REQUIREMENT: Write the next part of the planning policy text on safety, security and resilience to emergency, continuing after its last sentence.

TEXT PASSAGE:
Policy 7.13 Safety, security and resilience to emergency
A The Mayor will work with relevant stakeholders and others to ensure and maintain a safe and secure environment in London that is resilient against emergencies including fire, flood, weather, terrorism and related hazards as set out in the London Risk Register.
B Development proposals should contribute to the minimisation of potential physical risks, including those arising as a result of fire, flood and related hazards. Development should include measures to design out crime that, in proportion to the risk, deter terrorism, assist in the detection of terrorist activity and help defer its effects.
C Boroughs should work with the Mayor’s Office for Policing and Crime, the Metropolitan Police service, the London Fire and Emergency Planning Authority and other agencies such as the City of London Police and the British Transport Police to identify the community safety needs, policies and sites required for their area to support provision of necessary infrastructure.
7.45 The London Resilience Partnership maintains the London Risk Register. New development should incorporate fire safety solutions and represent best practice in fire safety planning in both design and management. The London Fire and Emergency Planning Authority (LFEPA) should be consulted early in the design process to ensure major projects and venues have solutions to fire engineering built-in. Flooding issues and designing out the effects of flooding are addressed in Chapter 5.

RECORD LIST:
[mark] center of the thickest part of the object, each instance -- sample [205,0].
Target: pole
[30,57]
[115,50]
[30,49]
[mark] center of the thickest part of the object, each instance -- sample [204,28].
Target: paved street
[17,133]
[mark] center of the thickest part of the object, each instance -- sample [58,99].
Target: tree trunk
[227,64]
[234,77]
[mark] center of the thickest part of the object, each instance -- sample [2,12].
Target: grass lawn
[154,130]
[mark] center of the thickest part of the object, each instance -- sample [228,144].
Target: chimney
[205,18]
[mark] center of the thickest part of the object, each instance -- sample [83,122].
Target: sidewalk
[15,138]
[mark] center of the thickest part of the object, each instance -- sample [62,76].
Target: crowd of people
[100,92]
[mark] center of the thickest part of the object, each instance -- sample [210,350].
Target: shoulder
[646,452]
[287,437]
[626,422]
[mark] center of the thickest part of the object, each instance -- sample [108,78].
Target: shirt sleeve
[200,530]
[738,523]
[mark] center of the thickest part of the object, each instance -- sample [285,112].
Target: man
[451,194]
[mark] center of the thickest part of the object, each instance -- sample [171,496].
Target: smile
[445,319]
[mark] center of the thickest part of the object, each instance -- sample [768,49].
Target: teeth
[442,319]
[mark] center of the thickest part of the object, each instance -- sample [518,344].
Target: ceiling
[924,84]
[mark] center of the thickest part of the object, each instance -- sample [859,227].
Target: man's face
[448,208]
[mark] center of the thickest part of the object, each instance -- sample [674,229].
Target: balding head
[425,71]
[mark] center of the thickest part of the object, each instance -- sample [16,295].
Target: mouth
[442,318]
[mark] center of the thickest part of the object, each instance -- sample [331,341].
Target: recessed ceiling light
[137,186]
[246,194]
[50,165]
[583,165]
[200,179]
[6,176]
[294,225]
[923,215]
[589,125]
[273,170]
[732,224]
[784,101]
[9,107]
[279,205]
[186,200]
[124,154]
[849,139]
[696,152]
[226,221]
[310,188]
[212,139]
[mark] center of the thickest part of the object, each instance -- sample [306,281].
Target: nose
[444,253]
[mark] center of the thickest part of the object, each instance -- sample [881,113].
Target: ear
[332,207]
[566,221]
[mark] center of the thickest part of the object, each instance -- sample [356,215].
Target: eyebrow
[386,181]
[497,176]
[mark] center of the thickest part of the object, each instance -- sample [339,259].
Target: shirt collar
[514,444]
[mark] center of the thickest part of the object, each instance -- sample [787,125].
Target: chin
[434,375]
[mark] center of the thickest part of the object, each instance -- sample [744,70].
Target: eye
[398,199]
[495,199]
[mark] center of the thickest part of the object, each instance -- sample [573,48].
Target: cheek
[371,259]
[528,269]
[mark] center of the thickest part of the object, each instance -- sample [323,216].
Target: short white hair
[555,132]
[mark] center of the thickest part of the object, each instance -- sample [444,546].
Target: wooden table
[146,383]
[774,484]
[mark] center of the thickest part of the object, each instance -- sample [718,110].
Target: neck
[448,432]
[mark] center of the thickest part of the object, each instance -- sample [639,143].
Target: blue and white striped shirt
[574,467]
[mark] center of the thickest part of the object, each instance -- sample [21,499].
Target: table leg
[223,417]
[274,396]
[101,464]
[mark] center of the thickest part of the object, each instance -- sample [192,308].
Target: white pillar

IN RESPONSE:
7.46 Measures to design out crime, including counter terrorism measures, should be integral to development proposals and considered early in the design process. This will ensure they provide adequate protection, do not compromise good design, do not shift the vulnerabilities elsewhere, and are cost-effective. Development proposals should incorporate measures that are proportionate to the threat by way of the risk of an attack and the likely consequences of one. New development should incorporate elements that deter terrorists, maximise the probability of detecting intrusion, and delay any attempts at disruption until a response can be activated (see also Policy 7.3 on designing out crime). Consideration should be given to physical and electronic security (including detailed questions of design and choice of material, vehicular stand off and access, air intakes and telecommunications infrastructure). The Metropolitan Police should be consulted to ensure major projects contain appropriate design solutions, which respond to the potential level of risk whilst ensuring the quality of places is maximised.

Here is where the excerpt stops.